:: TEXT PROVIDED ::

In Defense of Dumb TVs

Hardware
Oct 28 2020
by Nirav Patel
An empty TV screen in front of a creek

Smart TV was once a term reserved for high end televisions with built-in streaming capabilities.  The combination of massive reductions in panel costs, decreasing costs for embedded compute, and the ready availability of content platforms from Google, Roku, and others has made the term irrelevant.  Almost every TV you can buy today has smarts built-in.  There have been some fantastic outcomes of that, like breaking up the traditional channel bundle and increasing access to more personalized and niche content.

There have been some serious negatives too.  Decreasing prices and decreasing margins on TVs combined with long replacement cycles have driven companies to take advantage of built-in smarts to enable a new revenue source: user data and advertising.  As of Q2 2020, Vizio and HiSense are the only major brands making TVs that ship without advertising enabled in their UIs.  Sony, Samsung, LG, and others have ads enabled by default, most of which can’t be disabled.  All of the above brands have built capability to aggregate data on what content is being viewed, and again, not all of them have the option to disable that.  TVs smart enough to help you are also smart enough to harm you.  Incredibly, Samsung even recommends that you run virus and malware checking on your TV regularly.

:::
:: EXTRACTED MATERIAL ::

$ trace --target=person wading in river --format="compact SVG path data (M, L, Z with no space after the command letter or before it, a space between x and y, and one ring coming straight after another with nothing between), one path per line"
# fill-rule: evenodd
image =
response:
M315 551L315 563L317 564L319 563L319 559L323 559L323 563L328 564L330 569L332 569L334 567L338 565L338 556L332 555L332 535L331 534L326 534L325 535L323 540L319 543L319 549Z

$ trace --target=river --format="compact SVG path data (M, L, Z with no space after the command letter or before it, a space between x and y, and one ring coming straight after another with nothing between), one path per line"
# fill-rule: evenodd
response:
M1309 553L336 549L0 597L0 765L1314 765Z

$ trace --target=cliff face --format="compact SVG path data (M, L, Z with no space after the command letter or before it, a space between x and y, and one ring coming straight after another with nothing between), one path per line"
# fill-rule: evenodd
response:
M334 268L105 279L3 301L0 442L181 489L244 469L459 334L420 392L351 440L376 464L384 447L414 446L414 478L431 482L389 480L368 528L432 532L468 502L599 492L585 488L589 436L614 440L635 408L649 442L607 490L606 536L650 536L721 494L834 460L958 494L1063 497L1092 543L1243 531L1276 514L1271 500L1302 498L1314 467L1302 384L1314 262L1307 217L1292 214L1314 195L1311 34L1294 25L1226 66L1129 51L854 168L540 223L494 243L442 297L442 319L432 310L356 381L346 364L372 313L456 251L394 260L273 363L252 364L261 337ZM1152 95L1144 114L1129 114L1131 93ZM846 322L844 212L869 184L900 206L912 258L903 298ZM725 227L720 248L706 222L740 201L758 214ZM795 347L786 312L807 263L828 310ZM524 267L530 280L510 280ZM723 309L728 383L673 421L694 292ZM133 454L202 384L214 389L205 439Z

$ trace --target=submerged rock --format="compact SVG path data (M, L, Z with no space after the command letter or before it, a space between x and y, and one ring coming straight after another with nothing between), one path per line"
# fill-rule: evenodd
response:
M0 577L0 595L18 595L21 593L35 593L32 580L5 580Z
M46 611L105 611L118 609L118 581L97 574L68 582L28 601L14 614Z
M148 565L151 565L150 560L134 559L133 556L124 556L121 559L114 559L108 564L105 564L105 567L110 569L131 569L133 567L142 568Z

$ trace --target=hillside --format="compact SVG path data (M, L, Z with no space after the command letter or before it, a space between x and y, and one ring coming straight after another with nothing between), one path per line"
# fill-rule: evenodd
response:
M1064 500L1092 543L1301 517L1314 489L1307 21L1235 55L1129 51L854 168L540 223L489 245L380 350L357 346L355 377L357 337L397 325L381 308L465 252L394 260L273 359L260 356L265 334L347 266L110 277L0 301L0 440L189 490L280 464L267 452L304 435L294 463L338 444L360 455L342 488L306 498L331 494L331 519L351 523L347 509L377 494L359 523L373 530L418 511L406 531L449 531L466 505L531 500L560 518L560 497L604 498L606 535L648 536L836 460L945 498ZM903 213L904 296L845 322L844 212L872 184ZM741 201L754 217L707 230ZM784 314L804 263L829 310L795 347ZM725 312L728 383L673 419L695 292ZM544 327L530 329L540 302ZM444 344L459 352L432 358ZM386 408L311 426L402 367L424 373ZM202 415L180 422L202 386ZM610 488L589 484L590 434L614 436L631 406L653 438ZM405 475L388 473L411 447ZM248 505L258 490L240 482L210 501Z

:::

WORK ORDER A: According to the article defending dumb TVs, which two brands were the only major ones making TVs that shipped without advertising enabled in their interfaces as of Q2 2020?
WORK ORDER B: Continue the article defending dumb TVs from where it stops.

RESPONSE AREA A: Vizio and HiSense.

RESPONSE AREA B:
An obvious way out of this as a consumer is to buy a TV without smarts built in (a “dumb TV”) and then add your own content source that is privacy focused like Apple TV or that you have full control over like Kodi.  This is something we personally looked for when we were buying a display for the conference room at Framework’s headquarters.  Amazingly enough though, we found that none of the major consumer TV brands make basic “dumb” displays anymore.  There are options in the commercial space like NEC’s commercial displays, but they cost substantially more than the consumer-focused alternatives.

We nearly gave in and bought a typical smart TV, and then we stumbled on Sceptre’s TV lineup.  You’ll notice that they have a range of extremely similar looking sets that have minor specification and weight differences.  Our best guess is that they source LCDs from panel manufacturers that are either excess stock or fail the quality specifications set by other brands and build extremely minimal TVs around them.  We haven’t noticed any quality issues on our Sceptre set, but for our use case of showing slides and spreadsheets, it wouldn’t have mattered anyway.  The product was perfect for us: a dumb TV that as an added bonus reduces e-waste by using panels that would otherwise be scrapped.

It’s an interesting business model, and one that is consumer friendly, environmentally considerate, and economically sound.  That is a powerful combination that we need to see across all of consumer electronics.